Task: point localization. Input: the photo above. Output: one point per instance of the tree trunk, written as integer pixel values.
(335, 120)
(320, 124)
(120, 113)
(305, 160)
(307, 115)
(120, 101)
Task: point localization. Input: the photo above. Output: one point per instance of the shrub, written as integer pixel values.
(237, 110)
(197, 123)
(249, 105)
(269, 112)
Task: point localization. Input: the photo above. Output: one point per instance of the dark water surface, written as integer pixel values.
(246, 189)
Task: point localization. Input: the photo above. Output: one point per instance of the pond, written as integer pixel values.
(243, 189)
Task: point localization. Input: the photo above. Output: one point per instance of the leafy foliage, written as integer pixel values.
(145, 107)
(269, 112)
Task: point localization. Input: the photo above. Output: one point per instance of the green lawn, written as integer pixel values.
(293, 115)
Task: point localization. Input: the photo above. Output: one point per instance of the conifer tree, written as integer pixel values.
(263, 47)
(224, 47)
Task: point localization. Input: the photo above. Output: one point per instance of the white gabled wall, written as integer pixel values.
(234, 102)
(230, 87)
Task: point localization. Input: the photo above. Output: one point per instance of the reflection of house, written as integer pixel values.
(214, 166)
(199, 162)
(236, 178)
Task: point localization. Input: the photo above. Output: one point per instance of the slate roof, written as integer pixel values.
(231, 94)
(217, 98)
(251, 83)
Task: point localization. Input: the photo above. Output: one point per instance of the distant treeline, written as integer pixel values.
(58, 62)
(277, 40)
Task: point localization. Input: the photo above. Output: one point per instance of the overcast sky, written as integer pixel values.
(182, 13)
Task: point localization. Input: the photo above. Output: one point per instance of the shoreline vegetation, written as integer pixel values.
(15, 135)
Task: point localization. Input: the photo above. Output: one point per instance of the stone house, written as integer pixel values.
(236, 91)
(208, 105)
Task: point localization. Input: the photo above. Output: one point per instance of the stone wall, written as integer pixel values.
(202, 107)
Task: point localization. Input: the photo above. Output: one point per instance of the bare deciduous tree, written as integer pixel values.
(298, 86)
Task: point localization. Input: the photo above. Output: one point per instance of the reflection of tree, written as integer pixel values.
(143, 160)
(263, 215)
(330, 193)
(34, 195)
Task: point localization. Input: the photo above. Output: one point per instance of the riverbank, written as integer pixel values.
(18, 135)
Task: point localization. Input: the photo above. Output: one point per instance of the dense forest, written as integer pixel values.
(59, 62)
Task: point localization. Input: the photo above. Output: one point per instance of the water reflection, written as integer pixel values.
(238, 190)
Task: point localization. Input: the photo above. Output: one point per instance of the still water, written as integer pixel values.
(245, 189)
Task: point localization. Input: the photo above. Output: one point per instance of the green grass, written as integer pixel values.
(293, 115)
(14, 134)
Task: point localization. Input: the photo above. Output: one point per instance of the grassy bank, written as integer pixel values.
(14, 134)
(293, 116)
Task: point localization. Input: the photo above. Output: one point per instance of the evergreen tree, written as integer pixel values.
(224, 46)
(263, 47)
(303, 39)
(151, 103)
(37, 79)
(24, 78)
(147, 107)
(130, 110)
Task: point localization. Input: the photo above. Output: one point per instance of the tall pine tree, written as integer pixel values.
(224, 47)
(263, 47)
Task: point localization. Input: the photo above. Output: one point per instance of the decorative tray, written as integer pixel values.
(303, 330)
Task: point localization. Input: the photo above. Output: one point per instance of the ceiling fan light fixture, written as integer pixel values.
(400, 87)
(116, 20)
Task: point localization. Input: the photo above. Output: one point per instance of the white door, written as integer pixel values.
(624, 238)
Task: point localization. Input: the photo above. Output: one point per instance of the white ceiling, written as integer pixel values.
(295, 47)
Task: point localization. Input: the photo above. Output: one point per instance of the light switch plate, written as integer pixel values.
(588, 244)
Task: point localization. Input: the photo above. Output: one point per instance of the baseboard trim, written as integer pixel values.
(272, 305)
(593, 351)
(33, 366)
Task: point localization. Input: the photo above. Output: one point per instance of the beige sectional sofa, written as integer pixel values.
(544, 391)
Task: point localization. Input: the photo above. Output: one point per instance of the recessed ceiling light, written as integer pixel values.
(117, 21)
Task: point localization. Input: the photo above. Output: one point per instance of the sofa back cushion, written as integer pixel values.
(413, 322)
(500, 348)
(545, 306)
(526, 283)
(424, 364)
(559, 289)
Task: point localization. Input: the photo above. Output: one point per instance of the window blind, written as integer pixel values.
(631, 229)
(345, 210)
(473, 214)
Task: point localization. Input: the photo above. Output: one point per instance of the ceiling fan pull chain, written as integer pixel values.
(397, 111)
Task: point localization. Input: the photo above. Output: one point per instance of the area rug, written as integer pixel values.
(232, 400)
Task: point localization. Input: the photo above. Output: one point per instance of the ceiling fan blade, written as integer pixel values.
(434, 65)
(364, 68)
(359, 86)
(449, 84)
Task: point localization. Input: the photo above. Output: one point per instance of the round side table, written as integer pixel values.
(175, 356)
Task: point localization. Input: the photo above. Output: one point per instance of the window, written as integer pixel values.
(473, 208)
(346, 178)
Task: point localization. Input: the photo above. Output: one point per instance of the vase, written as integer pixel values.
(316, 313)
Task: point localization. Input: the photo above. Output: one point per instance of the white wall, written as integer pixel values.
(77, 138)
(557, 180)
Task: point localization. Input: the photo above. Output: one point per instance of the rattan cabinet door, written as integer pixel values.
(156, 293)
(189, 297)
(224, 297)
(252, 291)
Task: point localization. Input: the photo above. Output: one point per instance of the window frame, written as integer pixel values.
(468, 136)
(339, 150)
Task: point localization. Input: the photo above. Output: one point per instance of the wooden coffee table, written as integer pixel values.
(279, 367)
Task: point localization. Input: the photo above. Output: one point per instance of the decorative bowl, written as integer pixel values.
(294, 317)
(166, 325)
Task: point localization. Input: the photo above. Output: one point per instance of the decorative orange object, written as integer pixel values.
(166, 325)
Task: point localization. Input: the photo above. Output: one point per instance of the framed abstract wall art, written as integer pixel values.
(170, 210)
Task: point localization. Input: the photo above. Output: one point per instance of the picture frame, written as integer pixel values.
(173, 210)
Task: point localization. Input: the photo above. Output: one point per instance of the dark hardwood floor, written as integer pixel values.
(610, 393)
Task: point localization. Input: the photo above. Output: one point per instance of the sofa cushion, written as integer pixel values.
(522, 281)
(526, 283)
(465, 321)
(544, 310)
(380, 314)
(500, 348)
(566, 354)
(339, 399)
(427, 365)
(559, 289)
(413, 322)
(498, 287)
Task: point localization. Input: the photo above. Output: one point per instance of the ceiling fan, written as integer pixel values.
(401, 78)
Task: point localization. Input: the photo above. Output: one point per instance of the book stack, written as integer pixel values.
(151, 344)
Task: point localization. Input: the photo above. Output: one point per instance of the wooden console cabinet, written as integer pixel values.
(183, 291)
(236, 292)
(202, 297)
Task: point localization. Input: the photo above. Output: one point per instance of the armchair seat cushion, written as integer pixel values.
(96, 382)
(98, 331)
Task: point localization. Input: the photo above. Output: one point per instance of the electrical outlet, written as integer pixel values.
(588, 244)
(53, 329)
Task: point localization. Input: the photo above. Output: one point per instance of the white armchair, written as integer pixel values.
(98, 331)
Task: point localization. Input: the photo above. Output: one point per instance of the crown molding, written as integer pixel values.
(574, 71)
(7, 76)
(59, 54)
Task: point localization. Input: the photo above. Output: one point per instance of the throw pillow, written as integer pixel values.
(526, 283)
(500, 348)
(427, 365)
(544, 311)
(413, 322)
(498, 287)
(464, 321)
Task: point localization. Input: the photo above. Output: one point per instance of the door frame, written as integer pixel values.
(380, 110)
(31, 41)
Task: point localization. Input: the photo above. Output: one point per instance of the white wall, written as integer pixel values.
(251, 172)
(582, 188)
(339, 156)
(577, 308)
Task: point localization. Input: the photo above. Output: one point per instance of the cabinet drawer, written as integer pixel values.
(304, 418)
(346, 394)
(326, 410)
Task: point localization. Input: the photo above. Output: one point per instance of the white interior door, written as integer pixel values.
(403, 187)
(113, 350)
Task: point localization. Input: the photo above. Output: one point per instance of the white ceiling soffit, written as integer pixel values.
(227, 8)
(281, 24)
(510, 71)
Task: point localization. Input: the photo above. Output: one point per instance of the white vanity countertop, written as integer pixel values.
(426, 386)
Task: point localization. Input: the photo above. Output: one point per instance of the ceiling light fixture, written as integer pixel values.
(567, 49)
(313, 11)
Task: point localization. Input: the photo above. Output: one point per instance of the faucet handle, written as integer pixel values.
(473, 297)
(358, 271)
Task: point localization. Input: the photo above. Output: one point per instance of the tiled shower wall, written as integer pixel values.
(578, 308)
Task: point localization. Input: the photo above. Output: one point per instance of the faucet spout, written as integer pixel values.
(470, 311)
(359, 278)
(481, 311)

--------------------------------

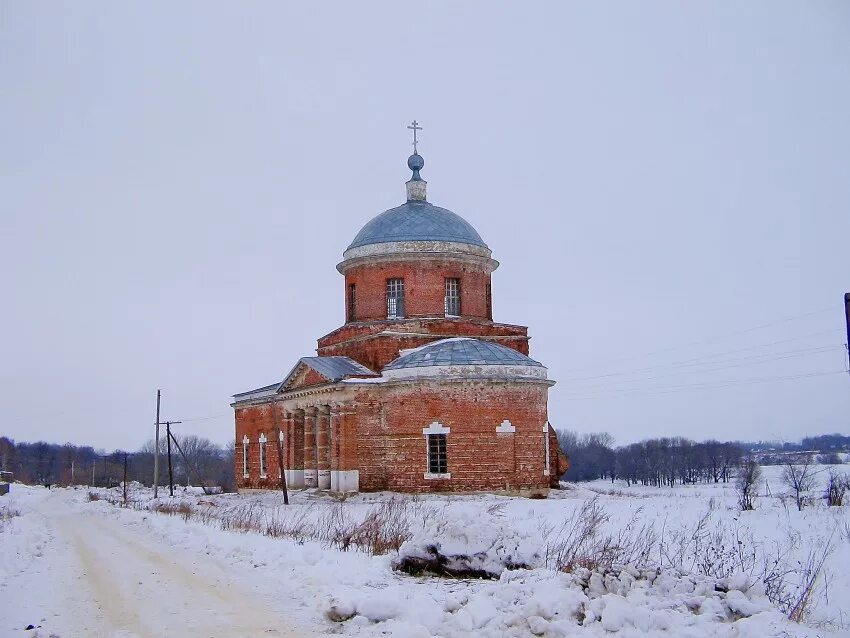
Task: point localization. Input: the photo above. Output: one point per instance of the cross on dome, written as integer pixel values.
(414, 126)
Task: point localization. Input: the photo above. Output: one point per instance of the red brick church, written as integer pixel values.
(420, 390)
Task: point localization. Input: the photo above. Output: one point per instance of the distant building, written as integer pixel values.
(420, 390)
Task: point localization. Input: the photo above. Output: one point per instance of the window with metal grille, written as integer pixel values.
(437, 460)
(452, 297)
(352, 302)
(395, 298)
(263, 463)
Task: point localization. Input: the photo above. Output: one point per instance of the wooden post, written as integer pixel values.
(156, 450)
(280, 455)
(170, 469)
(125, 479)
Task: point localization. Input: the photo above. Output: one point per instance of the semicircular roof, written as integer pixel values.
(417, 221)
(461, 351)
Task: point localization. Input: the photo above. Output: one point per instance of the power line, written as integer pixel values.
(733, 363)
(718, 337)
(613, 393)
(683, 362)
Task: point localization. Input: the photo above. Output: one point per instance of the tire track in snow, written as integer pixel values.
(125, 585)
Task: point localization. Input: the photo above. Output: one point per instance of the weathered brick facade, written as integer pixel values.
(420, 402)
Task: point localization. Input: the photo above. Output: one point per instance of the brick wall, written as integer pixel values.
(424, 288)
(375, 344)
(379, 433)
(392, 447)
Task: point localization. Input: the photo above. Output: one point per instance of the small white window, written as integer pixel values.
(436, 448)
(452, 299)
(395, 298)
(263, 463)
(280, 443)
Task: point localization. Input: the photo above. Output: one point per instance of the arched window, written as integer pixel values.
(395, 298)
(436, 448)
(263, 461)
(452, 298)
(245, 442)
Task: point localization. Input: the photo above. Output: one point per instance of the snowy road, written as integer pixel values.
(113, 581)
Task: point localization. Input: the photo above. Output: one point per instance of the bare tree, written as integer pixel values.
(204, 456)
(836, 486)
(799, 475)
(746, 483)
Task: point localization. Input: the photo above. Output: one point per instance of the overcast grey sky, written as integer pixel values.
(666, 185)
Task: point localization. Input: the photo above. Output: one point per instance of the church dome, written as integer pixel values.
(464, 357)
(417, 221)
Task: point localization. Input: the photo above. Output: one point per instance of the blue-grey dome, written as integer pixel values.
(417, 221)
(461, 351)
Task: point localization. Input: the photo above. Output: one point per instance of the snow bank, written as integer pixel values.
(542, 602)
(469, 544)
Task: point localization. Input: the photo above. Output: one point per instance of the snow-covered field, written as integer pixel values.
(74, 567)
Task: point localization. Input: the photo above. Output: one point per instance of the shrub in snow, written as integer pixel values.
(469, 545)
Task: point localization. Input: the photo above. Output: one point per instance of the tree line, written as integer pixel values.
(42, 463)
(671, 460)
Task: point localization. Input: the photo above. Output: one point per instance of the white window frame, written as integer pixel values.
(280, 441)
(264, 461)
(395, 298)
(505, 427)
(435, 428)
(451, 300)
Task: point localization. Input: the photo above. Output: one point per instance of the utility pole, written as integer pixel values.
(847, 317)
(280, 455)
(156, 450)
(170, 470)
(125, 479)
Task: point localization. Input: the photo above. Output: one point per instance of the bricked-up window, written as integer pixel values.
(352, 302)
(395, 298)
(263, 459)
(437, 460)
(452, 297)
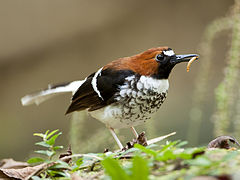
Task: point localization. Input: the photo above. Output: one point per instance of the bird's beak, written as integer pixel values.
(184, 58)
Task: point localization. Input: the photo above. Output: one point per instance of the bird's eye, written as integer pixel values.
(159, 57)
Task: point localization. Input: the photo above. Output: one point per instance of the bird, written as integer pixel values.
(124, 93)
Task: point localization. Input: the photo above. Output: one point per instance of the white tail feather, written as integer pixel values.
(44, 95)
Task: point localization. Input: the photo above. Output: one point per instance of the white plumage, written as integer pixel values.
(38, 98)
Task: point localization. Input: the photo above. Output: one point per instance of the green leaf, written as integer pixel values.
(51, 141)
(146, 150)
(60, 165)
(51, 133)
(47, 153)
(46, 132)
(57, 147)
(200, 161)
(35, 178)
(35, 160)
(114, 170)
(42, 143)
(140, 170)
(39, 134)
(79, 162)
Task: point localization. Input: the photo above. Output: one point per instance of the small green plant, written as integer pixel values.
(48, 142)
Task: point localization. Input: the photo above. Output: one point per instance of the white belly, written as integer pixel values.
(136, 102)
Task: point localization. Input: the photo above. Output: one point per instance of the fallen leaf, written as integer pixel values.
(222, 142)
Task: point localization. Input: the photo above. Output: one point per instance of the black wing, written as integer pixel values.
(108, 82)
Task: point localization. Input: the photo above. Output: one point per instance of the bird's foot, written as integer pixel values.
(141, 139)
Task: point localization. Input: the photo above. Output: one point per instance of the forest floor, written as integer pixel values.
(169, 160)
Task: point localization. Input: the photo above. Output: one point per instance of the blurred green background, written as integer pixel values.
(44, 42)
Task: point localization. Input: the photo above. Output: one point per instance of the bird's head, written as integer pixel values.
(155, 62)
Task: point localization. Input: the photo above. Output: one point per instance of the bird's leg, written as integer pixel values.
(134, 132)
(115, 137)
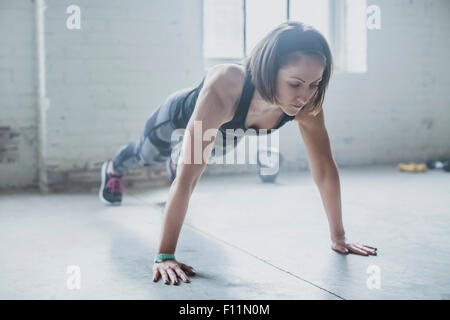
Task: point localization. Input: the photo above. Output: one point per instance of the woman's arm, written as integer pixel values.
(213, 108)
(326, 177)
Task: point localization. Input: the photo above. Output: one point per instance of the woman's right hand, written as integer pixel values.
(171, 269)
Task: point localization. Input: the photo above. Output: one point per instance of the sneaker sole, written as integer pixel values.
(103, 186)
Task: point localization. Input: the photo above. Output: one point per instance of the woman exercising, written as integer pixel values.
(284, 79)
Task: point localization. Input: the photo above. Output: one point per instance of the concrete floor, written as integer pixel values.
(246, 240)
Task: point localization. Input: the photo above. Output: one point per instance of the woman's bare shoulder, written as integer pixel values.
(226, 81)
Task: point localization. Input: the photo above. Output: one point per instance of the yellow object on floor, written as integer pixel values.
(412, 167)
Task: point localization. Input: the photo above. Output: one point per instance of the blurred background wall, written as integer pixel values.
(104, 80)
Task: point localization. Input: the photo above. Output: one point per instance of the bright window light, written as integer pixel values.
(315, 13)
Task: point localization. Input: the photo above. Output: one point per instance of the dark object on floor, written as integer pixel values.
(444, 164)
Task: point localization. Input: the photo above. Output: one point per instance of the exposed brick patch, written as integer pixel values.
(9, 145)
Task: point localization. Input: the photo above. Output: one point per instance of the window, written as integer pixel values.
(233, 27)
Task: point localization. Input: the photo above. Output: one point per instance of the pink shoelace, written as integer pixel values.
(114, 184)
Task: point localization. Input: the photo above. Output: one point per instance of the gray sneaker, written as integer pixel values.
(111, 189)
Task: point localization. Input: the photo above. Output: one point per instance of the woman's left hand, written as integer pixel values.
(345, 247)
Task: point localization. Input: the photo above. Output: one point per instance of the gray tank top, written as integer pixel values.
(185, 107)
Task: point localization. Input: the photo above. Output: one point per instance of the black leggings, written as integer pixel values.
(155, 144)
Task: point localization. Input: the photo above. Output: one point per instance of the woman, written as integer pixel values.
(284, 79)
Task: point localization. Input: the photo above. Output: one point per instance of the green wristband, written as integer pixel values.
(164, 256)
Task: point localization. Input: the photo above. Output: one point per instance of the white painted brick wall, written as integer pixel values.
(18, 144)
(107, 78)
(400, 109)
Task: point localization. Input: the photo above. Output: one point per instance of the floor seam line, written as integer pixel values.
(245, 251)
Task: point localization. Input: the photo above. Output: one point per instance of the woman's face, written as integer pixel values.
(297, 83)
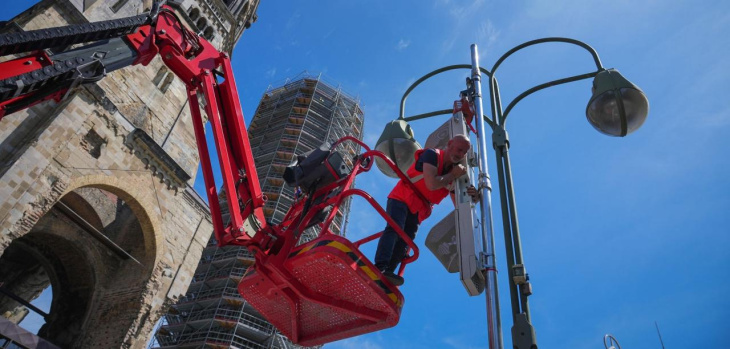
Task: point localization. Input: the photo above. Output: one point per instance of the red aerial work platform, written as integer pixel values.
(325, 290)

--------------------------------

#### WRITTEN EXERCISE:
Pull out every line of the entries that contains the word "background", matching case exactly.

#### FINAL RESULT:
Task: point localization. Input: the photo above. Output: one point per instance of the blurred green background, written as integer pixel values.
Task: point localization. Input: the photo above. Output: one point per instance of the blurred background wall, written as integer pixel values.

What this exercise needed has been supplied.